- What the exercise asks
Give back exactly the lines running from the line with "like [(42, 771)]." to the end of the entries, and only those lines.

- Records for processing
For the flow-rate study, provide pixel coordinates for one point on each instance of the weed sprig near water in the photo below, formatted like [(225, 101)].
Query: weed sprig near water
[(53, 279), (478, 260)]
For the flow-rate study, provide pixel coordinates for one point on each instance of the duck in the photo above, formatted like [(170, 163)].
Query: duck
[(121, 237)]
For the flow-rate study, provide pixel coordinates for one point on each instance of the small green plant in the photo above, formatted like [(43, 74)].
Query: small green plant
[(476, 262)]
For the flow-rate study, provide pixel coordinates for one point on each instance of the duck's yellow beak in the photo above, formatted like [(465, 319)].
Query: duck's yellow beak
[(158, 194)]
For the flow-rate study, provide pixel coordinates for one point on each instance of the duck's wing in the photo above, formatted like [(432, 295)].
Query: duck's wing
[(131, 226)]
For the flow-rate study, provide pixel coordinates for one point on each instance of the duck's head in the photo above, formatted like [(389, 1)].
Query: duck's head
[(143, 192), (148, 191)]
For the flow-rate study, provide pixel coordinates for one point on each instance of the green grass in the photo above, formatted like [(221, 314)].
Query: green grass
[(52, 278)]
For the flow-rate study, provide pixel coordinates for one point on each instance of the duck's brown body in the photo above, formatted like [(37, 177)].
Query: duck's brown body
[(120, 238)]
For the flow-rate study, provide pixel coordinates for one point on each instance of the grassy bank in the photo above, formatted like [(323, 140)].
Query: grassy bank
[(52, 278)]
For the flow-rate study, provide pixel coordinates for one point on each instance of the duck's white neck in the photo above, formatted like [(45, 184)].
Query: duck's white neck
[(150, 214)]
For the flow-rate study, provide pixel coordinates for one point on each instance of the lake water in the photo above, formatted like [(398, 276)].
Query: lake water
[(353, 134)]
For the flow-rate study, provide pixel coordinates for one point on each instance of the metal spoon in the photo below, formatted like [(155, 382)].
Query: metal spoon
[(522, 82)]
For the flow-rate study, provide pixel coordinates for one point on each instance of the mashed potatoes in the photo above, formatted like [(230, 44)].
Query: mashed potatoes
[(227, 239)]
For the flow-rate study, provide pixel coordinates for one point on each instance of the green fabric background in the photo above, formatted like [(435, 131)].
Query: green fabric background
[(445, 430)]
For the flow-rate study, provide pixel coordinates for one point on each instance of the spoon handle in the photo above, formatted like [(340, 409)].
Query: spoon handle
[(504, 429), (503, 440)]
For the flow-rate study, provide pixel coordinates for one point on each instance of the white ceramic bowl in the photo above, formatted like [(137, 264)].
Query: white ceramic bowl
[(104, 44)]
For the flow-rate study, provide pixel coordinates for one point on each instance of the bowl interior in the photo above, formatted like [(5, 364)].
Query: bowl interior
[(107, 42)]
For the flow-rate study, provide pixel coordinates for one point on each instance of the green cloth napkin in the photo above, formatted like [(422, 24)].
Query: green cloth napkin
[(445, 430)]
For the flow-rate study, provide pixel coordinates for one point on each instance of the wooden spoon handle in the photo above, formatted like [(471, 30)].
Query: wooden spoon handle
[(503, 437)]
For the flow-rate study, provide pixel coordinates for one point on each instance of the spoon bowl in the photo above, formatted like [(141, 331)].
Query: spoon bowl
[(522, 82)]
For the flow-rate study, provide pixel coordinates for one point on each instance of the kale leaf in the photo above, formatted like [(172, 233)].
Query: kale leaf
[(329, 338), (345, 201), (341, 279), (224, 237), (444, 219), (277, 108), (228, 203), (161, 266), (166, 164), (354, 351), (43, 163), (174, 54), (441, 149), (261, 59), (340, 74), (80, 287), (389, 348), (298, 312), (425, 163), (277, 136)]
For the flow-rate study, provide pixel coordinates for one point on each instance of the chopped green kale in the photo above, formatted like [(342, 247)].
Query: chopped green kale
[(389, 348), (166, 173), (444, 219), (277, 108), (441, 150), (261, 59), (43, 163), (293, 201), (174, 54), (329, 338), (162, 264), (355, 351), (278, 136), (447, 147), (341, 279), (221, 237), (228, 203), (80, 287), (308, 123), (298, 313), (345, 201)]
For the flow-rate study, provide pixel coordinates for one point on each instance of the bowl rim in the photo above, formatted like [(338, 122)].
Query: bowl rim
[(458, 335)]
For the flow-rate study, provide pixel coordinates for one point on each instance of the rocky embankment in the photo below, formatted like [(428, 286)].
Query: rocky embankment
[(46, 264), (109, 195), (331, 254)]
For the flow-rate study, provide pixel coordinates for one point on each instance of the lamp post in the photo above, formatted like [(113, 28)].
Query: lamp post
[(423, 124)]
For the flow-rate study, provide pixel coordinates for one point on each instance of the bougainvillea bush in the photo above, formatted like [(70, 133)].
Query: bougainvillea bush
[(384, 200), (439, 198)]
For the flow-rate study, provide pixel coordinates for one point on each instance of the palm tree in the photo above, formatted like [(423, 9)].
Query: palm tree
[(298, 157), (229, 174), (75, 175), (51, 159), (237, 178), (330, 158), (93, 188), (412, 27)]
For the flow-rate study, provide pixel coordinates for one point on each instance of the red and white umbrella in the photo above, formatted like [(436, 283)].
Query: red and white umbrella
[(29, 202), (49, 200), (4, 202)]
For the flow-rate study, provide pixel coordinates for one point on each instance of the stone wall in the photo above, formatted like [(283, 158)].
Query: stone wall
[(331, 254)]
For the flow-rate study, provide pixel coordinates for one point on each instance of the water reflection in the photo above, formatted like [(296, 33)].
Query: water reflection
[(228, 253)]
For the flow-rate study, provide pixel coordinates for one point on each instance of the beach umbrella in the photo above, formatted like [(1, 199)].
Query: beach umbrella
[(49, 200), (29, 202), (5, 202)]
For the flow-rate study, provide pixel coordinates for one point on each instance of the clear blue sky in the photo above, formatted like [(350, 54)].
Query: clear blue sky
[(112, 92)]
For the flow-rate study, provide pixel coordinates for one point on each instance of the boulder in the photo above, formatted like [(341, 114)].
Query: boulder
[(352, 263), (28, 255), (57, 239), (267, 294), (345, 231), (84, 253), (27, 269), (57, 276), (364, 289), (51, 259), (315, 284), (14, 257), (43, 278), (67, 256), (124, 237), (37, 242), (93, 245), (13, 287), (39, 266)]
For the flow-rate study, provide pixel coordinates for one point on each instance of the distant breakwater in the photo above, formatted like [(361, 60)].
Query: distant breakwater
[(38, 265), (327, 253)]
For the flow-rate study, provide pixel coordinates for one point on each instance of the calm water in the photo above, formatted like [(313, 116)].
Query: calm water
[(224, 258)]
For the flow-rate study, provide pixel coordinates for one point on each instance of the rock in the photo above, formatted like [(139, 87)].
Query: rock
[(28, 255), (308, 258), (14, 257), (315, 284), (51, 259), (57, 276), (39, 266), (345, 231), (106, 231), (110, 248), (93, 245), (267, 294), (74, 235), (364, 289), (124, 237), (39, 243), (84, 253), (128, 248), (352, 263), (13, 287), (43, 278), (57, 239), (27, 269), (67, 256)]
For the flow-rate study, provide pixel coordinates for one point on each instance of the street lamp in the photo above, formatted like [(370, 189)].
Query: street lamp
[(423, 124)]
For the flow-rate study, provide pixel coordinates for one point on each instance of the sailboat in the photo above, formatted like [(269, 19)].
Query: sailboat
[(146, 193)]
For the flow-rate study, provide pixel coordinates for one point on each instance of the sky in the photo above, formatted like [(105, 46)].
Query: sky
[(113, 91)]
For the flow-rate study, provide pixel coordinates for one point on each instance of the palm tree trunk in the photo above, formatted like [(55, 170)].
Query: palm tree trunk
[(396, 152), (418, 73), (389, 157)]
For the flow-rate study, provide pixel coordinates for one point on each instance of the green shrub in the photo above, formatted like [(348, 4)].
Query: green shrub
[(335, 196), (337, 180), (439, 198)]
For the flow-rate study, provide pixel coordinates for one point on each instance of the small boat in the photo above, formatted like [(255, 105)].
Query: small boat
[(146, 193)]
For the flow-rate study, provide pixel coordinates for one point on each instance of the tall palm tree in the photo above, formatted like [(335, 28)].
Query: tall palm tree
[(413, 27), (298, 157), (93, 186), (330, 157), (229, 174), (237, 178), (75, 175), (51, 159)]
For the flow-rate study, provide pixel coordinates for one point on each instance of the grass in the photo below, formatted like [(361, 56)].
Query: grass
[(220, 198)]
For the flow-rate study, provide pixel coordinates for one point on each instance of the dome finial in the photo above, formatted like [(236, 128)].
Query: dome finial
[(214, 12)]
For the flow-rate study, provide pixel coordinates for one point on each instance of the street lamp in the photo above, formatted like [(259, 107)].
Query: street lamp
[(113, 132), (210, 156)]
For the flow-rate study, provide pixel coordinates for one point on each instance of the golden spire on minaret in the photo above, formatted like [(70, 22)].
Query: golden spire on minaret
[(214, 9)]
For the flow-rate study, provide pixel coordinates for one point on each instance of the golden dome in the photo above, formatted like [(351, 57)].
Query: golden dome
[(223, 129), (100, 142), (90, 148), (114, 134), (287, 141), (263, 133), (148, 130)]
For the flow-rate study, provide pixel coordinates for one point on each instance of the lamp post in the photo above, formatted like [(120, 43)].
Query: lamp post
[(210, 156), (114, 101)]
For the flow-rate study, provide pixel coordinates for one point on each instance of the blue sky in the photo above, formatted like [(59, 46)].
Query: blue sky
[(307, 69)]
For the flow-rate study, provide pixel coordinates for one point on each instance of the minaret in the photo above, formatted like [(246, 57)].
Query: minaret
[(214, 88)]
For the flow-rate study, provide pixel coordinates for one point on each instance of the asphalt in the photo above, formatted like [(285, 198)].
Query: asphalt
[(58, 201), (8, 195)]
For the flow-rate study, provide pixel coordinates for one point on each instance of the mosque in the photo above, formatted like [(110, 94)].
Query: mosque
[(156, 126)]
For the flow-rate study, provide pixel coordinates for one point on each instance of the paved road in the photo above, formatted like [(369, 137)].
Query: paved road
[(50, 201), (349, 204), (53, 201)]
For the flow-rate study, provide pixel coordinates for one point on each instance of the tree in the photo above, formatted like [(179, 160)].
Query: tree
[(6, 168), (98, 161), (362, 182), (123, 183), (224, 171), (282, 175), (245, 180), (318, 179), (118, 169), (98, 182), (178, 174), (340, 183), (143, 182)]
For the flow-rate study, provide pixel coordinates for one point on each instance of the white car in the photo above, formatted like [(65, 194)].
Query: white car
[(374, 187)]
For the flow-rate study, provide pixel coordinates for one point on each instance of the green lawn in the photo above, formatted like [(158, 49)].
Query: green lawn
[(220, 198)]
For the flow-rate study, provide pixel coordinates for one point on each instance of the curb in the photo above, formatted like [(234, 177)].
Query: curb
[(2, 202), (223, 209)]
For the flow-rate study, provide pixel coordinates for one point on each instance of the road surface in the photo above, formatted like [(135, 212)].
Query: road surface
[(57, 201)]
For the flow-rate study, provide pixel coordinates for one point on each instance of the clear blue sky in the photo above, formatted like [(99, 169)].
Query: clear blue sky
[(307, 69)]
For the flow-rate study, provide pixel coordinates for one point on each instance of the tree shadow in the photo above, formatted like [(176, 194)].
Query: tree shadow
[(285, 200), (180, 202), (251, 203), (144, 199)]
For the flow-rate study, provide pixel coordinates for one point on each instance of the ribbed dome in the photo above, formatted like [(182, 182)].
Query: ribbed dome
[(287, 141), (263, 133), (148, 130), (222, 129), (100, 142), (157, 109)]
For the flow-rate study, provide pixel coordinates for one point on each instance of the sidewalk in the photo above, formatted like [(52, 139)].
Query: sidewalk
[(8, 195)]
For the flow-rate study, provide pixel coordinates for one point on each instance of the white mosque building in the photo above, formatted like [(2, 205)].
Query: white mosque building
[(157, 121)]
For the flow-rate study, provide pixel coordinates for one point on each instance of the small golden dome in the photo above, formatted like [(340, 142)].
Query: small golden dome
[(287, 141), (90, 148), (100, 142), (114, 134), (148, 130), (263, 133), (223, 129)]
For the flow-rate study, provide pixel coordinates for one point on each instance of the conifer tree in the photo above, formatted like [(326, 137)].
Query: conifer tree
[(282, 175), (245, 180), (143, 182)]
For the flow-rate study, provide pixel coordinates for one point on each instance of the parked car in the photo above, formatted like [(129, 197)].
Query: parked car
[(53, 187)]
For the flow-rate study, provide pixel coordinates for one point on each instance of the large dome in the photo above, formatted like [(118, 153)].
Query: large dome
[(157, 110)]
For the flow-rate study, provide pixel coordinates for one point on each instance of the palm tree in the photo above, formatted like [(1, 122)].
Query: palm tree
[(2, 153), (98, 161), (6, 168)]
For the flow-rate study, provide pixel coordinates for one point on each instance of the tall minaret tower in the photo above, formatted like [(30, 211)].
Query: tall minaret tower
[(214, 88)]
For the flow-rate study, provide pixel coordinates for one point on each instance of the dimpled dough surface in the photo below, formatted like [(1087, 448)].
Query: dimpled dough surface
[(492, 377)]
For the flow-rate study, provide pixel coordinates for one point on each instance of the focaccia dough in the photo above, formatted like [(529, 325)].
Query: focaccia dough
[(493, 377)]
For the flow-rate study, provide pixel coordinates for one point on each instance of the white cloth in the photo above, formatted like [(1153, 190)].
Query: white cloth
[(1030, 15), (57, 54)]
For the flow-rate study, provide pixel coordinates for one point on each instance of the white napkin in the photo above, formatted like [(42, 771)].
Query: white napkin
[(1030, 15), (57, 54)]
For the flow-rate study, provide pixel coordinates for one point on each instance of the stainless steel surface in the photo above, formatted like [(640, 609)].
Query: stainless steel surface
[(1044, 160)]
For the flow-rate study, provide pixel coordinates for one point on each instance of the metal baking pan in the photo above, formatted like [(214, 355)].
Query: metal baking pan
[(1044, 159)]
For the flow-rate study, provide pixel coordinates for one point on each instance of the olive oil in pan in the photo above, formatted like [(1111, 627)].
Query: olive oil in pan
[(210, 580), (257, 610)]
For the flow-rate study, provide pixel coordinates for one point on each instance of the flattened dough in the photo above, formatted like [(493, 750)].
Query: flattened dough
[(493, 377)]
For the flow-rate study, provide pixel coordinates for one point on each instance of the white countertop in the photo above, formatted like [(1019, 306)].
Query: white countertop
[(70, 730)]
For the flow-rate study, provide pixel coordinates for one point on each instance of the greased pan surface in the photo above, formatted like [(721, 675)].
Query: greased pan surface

- Correct response
For the flow-rate study, provide pixel coordinates for one point on each instance of the white napkin in the photo above, formatted like [(42, 771)].
Query: white napkin
[(1030, 15), (57, 54)]
For the flow-rate study, provide pixel coordinates for one point on each instance of the stainless steel surface in the photo above, formatted like [(640, 609)].
Query: stainless steel surface
[(1044, 160)]
For the flow-rate study, provide pixel coordinates for one point on each instance of the metal baking pan in the photo above, formatted like [(214, 355)].
Query: metal baking pan
[(1044, 159)]
For the flow-rate study, provide pixel coordinates for one point on each instance of the olive oil in pan in the photo above, formatted like [(1111, 627)].
Query: olive oil in pan
[(210, 580), (257, 610)]
For the flow-rate study, provide pixel coordinates for one point on each instance of the flattened dough in the photo above, formatted like [(493, 750)].
Query: flattened dough
[(493, 377)]
For the flow-rate study, provide pixel coordinates for one point on each instance of the white countertop in the photo above, formatted like [(1019, 306)].
Query: white countertop
[(70, 730)]
For the flow-rate study, provide pixel coordinates for one point on each instance of the greased pan surface in the photo above, formatted like [(721, 675)].
Query: greased pan surface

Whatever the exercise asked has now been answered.